Consigne
Indiquez combien de lignes des enregistrements contiennent la chaîne « window ». Répondez uniquement par ce nombre.

Données de travail
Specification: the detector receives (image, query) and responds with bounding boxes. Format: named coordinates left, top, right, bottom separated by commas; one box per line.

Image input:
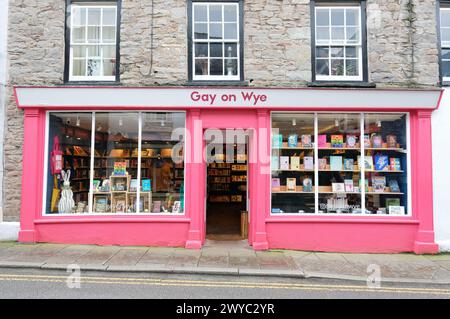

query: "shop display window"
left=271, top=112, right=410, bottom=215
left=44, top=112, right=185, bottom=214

==

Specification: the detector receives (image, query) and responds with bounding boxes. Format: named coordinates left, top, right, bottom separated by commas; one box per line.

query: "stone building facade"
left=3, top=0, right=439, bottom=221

* * *

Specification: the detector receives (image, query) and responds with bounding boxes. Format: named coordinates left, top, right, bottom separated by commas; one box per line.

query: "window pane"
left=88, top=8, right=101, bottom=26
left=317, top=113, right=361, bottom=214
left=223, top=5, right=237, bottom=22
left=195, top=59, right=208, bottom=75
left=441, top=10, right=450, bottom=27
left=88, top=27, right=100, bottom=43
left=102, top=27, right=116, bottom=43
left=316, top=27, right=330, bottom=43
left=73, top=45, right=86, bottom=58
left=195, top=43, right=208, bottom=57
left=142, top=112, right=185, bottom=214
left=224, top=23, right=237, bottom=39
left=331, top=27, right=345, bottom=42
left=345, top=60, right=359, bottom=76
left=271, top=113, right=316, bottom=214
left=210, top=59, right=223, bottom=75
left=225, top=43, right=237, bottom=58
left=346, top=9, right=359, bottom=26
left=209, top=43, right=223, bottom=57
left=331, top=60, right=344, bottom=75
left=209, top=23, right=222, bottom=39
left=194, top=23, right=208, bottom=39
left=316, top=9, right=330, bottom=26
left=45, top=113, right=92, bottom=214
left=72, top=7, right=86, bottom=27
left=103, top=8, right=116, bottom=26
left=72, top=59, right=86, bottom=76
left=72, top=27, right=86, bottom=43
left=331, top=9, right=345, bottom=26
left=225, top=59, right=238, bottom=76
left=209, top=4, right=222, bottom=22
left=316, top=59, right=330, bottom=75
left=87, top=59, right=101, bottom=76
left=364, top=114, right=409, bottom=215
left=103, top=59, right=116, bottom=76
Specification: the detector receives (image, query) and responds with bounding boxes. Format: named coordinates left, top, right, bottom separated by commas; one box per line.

Corrigé
2